Each entry needs to be reproduced verbatim.

☆ ☆ ☆ ☆ ☆

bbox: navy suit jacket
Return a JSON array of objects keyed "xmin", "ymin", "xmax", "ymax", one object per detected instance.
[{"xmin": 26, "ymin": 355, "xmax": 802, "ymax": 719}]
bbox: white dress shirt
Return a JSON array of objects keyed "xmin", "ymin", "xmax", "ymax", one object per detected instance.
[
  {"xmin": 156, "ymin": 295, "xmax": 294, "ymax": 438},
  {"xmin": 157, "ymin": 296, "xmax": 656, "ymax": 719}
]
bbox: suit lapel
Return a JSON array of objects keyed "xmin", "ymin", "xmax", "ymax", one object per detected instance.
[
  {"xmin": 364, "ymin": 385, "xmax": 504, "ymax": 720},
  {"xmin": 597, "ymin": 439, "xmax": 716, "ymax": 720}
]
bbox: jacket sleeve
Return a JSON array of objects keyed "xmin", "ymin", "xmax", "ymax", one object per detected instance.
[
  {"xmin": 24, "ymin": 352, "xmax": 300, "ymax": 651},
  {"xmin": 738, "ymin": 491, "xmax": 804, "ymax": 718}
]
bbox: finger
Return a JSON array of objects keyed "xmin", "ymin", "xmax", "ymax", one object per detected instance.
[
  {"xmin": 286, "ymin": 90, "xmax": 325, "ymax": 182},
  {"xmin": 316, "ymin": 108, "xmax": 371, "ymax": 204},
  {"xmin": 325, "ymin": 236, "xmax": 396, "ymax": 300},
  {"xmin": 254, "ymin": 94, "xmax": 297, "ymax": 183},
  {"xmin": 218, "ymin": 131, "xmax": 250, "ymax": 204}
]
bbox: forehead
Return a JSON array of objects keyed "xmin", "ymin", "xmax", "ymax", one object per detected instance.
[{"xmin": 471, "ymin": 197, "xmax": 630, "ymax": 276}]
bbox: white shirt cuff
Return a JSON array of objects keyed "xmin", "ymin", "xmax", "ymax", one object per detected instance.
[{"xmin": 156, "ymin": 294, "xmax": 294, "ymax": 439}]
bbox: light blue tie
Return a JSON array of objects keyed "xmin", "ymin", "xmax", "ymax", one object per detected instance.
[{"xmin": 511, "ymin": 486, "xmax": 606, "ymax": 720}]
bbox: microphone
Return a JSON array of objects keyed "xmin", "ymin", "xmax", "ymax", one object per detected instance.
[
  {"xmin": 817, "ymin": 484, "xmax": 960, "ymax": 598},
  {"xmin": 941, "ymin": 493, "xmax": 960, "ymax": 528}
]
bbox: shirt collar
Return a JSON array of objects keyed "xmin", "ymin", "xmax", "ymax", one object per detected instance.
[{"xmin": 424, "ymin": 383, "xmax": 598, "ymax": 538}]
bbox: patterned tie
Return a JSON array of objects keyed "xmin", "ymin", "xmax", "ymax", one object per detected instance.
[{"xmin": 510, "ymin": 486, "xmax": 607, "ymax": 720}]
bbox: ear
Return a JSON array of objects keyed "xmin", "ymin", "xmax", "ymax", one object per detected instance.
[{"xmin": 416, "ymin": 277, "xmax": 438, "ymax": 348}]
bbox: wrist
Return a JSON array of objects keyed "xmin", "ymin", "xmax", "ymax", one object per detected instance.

☆ ☆ ☆ ☆ ☆

> [RESPONSE BOX]:
bbox: navy suit jacket
Return a JSON array of objects keyed "xmin", "ymin", "xmax", "ymax", one object per detected instance.
[{"xmin": 26, "ymin": 355, "xmax": 802, "ymax": 719}]
bbox: white dress shirt
Return a JSON array of objects keyed "xmin", "ymin", "xmax", "ymax", one object per detected instance.
[
  {"xmin": 156, "ymin": 295, "xmax": 294, "ymax": 438},
  {"xmin": 157, "ymin": 296, "xmax": 656, "ymax": 719}
]
bbox: suit lapel
Return a JSON array of objects keyed "xmin", "ymin", "xmax", "ymax", one object per detected instance.
[
  {"xmin": 364, "ymin": 385, "xmax": 504, "ymax": 720},
  {"xmin": 597, "ymin": 439, "xmax": 716, "ymax": 720}
]
bbox: jacket sleeve
Return a JSON array of objects keyed "xmin", "ymin", "xmax", "ymax", one object per detected instance.
[
  {"xmin": 24, "ymin": 352, "xmax": 300, "ymax": 651},
  {"xmin": 738, "ymin": 491, "xmax": 804, "ymax": 718}
]
bbox: finger
Return a JSON array of objects keyed "xmin", "ymin", "xmax", "ymax", one object per detected instance.
[
  {"xmin": 286, "ymin": 90, "xmax": 325, "ymax": 182},
  {"xmin": 316, "ymin": 108, "xmax": 371, "ymax": 204},
  {"xmin": 325, "ymin": 236, "xmax": 396, "ymax": 300},
  {"xmin": 254, "ymin": 94, "xmax": 297, "ymax": 183},
  {"xmin": 218, "ymin": 131, "xmax": 250, "ymax": 204}
]
bbox: forehead
Return a JSON array of objects keyed "xmin", "ymin", "xmax", "ymax", one object per detected instance.
[{"xmin": 471, "ymin": 197, "xmax": 630, "ymax": 276}]
bbox: white shirt cuff
Return a JSON array of objects keyed "xmin", "ymin", "xmax", "ymax", one object per detected instance.
[{"xmin": 156, "ymin": 294, "xmax": 294, "ymax": 439}]
bbox: light blue tie
Return a JSON array of objects keyed "xmin", "ymin", "xmax", "ymax", one object per detected instance.
[{"xmin": 511, "ymin": 486, "xmax": 606, "ymax": 720}]
bbox: microphone
Return a JSON array of objects keyed "xmin", "ymin", "xmax", "ymax", one object per detected instance.
[
  {"xmin": 817, "ymin": 484, "xmax": 960, "ymax": 598},
  {"xmin": 941, "ymin": 493, "xmax": 960, "ymax": 528}
]
bbox: shirt collar
Return a JSON array of objects keyed "xmin", "ymin", "xmax", "ymax", one object per detected instance.
[{"xmin": 424, "ymin": 383, "xmax": 598, "ymax": 538}]
bbox: patterned tie
Return a JSON array of objects keyed "xmin", "ymin", "xmax", "ymax", one object per detected instance.
[{"xmin": 510, "ymin": 486, "xmax": 607, "ymax": 720}]
bbox: ear
Return a JSON array of objects keyed "xmin", "ymin", "xmax", "ymax", one object per detected instance.
[{"xmin": 416, "ymin": 277, "xmax": 438, "ymax": 348}]
bbox: wrist
Return a JSON array of objects keyed "xmin", "ymin", "xmax", "ymax", one object per detected instance.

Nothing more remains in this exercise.